### [Required task]
Which lines in the entries below contain the word "blue"? Pull out every such line and copy it.

### [Data listing]

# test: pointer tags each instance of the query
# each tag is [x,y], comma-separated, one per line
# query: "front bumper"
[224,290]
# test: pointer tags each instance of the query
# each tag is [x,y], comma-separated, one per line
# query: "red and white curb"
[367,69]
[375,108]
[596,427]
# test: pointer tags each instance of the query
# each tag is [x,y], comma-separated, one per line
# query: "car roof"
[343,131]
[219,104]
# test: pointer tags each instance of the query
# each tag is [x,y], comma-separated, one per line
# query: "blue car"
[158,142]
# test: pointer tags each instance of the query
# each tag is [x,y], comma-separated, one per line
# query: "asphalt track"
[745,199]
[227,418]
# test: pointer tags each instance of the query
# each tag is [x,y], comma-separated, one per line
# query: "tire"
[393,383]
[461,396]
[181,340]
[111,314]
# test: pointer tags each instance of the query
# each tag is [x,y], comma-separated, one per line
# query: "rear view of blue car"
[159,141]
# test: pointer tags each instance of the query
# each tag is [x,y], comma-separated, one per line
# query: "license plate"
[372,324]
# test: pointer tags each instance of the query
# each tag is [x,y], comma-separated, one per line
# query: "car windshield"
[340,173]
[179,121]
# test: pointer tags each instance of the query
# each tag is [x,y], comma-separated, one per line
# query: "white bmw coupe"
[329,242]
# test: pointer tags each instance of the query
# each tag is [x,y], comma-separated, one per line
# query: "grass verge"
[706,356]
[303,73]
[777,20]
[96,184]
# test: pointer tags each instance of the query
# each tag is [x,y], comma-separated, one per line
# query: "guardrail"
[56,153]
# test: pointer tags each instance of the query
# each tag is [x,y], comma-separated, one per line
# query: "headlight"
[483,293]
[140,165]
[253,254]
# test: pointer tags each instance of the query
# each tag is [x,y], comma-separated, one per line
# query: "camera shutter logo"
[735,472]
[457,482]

### [Problem solution]
# query: "blue car"
# query: "rear view of blue car"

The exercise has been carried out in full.